Begin INPUT RECORDS
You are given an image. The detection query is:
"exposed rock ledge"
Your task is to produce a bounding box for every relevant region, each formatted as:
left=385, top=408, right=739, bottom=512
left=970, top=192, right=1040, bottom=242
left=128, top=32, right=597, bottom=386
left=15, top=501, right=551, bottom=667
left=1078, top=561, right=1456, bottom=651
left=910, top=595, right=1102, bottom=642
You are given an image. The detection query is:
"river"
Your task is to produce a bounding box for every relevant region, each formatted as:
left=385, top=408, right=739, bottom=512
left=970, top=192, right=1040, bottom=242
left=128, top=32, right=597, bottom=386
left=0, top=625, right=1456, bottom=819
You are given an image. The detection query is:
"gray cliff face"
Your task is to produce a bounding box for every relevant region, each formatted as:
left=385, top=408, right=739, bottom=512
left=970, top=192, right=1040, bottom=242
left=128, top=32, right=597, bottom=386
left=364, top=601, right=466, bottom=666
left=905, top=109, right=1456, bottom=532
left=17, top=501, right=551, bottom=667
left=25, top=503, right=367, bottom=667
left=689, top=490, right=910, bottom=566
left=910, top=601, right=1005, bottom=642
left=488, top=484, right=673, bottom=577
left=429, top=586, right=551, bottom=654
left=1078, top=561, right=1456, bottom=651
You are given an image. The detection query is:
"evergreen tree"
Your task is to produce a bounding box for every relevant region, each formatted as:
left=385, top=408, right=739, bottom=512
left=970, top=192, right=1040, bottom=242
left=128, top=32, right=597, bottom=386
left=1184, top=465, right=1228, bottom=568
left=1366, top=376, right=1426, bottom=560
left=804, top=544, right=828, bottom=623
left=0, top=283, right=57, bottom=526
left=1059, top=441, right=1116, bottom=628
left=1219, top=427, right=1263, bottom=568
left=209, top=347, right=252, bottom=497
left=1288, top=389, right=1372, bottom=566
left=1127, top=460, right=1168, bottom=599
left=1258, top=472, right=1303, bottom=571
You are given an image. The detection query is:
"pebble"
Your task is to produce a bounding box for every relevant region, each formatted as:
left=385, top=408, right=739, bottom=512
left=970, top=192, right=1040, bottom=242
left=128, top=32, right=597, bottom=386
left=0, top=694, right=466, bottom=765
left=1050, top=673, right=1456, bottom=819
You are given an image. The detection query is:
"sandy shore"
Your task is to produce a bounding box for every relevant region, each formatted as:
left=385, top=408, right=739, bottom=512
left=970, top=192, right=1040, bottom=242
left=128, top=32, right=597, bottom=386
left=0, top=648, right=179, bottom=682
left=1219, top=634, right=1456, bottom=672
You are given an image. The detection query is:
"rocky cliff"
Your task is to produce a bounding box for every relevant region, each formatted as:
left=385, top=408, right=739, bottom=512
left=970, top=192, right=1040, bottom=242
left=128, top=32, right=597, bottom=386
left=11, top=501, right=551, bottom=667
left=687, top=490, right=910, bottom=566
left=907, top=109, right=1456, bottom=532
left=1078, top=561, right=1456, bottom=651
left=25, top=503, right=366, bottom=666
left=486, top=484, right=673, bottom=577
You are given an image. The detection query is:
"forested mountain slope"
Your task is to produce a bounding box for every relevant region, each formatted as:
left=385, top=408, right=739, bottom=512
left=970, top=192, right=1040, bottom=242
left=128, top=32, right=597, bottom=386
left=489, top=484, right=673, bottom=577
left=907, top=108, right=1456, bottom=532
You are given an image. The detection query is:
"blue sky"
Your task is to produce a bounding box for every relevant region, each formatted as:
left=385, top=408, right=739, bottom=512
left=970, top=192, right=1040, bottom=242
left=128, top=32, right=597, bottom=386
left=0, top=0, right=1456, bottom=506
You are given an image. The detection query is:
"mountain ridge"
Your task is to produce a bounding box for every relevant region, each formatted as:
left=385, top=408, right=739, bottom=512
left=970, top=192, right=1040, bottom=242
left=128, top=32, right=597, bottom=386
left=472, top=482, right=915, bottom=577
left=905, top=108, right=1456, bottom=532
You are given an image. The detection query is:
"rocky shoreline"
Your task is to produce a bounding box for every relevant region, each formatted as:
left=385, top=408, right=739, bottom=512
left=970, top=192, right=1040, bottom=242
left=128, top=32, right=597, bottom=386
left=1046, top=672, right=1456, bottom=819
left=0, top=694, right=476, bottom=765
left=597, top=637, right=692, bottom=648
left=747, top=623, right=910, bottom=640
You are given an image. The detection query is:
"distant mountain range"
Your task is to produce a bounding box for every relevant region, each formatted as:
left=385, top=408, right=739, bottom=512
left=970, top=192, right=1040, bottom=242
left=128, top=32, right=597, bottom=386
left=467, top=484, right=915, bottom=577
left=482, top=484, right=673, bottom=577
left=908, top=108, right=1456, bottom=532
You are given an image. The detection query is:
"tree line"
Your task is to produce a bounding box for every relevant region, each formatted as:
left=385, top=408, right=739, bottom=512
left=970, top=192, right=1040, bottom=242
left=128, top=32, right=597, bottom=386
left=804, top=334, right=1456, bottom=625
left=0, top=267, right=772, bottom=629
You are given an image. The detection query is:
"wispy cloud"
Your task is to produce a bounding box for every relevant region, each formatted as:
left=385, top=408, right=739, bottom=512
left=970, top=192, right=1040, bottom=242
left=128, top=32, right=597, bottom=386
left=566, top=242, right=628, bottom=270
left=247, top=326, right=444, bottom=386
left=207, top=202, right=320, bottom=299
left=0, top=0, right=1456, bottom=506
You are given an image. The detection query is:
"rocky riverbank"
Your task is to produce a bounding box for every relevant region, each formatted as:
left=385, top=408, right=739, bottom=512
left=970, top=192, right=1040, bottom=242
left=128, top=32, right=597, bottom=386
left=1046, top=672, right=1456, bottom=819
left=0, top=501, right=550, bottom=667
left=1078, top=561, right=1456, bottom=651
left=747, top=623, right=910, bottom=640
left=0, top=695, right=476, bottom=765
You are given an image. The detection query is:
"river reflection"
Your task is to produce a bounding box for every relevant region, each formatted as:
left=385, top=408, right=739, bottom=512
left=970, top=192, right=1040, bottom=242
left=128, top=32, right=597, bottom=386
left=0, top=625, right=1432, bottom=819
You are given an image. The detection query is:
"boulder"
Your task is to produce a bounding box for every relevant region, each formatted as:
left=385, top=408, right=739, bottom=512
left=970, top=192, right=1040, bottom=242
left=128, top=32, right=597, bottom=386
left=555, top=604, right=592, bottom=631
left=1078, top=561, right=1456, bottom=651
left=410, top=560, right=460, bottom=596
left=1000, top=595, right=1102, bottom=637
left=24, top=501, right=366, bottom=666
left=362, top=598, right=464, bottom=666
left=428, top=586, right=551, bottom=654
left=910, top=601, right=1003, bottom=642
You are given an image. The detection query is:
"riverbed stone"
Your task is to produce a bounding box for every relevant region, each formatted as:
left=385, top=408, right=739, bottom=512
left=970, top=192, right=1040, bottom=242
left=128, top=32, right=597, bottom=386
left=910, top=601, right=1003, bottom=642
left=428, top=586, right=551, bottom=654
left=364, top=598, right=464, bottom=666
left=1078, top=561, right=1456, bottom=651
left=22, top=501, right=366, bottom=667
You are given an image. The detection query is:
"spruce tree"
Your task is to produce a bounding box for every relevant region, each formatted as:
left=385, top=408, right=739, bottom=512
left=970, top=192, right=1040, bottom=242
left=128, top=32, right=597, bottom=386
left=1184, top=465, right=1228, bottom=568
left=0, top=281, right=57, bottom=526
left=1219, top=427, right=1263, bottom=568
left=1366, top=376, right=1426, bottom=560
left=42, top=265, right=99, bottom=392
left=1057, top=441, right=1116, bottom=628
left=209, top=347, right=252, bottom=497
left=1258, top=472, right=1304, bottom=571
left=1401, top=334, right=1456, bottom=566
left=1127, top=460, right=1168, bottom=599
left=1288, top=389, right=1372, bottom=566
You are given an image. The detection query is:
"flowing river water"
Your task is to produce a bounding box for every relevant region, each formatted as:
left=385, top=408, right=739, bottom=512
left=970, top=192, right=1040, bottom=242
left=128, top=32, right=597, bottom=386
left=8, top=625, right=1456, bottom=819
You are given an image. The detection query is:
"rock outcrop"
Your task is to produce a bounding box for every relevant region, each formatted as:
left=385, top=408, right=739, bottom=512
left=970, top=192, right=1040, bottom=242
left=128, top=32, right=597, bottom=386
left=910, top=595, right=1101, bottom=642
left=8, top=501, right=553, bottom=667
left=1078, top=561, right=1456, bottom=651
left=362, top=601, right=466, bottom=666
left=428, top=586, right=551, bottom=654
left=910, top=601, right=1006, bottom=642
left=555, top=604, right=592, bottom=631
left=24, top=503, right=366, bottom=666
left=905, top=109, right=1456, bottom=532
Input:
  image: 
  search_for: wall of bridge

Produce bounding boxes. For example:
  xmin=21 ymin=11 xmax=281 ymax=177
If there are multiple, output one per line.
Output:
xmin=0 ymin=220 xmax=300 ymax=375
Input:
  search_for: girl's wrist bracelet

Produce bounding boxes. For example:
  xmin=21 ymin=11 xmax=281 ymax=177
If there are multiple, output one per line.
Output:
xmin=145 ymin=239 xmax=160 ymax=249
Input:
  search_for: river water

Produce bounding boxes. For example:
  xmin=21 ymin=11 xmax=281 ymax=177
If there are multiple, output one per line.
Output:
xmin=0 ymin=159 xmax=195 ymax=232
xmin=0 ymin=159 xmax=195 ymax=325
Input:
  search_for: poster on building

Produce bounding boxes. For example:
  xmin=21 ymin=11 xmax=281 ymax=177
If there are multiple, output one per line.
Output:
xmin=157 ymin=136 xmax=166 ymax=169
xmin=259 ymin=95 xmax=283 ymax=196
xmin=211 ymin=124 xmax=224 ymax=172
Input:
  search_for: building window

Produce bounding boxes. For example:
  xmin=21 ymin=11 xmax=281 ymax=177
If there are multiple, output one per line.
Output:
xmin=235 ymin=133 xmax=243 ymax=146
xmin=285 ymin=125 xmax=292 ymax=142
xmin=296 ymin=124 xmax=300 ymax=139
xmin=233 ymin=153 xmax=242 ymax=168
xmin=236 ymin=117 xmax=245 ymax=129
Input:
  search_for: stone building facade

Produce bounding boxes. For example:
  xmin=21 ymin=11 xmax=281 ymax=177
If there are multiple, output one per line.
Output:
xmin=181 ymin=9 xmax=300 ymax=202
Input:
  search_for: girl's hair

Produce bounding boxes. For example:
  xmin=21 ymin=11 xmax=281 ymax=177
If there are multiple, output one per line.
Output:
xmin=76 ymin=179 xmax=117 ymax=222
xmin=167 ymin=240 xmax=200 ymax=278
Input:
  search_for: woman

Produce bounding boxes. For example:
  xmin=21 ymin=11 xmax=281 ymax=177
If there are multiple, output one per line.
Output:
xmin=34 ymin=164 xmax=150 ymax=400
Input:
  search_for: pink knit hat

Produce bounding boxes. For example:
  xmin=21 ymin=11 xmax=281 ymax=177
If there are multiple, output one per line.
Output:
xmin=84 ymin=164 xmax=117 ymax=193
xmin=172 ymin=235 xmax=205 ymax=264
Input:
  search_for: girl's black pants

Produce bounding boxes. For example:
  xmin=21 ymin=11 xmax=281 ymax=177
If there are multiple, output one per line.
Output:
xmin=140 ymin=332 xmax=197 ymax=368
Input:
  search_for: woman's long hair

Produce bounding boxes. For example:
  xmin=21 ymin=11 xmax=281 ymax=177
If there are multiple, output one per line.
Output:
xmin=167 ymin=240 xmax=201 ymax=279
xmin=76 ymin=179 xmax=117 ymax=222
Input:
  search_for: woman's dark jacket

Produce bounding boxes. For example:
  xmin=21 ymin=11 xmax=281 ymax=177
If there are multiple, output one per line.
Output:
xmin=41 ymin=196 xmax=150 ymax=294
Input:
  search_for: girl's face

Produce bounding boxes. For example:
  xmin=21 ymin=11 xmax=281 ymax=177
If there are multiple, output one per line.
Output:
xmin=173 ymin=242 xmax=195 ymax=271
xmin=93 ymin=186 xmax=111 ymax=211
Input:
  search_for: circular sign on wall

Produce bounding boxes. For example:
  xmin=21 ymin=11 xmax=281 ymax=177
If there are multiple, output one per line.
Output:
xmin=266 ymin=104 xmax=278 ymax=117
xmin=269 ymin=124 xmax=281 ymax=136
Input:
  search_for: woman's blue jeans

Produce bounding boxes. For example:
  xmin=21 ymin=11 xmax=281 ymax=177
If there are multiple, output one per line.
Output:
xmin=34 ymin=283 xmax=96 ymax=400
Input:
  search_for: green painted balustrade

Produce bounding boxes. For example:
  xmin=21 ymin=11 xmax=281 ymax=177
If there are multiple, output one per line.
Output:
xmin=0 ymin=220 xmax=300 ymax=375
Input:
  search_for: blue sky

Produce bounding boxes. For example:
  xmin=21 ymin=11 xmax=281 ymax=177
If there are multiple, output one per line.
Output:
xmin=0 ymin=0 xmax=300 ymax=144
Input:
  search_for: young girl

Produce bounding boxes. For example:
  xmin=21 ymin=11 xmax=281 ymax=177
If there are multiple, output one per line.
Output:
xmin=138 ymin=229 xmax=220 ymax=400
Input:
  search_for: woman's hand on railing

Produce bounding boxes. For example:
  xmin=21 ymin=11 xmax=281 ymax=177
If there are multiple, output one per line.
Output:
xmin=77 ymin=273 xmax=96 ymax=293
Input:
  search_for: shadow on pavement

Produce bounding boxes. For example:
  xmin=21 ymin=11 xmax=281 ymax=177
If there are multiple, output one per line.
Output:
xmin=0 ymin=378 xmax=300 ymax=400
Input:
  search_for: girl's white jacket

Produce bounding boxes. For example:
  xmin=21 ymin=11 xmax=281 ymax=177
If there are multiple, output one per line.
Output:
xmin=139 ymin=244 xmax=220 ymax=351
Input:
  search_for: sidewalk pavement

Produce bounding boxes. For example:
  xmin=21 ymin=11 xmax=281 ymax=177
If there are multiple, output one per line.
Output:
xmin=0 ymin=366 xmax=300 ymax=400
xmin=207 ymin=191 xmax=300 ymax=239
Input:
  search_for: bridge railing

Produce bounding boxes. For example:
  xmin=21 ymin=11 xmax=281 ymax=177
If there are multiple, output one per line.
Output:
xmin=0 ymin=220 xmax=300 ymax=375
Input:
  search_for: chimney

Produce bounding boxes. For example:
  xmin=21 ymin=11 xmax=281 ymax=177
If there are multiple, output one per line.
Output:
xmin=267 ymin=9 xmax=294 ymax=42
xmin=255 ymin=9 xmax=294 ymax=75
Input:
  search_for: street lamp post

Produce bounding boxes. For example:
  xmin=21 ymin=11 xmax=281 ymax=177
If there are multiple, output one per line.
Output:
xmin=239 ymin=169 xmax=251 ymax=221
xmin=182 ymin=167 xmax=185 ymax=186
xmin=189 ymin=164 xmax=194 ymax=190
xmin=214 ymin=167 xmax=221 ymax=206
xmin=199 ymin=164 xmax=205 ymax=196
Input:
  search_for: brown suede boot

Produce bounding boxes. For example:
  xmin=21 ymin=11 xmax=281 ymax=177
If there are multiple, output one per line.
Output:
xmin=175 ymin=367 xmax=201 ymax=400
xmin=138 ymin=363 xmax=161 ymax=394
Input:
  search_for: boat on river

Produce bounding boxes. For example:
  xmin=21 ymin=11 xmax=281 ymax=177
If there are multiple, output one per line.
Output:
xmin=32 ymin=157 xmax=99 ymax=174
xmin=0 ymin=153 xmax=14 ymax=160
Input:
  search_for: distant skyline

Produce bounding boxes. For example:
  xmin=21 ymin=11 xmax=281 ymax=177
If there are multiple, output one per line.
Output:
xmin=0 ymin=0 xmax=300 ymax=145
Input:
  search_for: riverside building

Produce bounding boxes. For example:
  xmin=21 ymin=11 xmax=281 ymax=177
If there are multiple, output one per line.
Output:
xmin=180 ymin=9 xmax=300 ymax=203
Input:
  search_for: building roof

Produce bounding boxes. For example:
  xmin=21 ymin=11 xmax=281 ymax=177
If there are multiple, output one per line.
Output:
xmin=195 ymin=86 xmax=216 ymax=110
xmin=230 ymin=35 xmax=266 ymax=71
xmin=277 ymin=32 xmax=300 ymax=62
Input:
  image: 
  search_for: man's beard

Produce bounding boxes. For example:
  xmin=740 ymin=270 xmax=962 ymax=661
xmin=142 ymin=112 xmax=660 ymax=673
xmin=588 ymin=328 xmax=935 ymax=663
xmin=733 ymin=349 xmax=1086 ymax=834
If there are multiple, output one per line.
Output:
End INPUT RECORDS
● **DIRECTIVE**
Reproduce the lines above verbatim, starting with the first one and ending with the line containing "left=910, top=595, right=1102, bottom=642", both ends included.

● **FINAL RESULT**
You are given an image. The detection query is:
"exposed rock ledge"
Your task is to produce a bounding box for every relevant region, each formatted as:
left=385, top=408, right=739, bottom=512
left=970, top=192, right=1040, bottom=242
left=128, top=32, right=597, bottom=386
left=15, top=501, right=551, bottom=667
left=1078, top=561, right=1456, bottom=651
left=910, top=595, right=1102, bottom=642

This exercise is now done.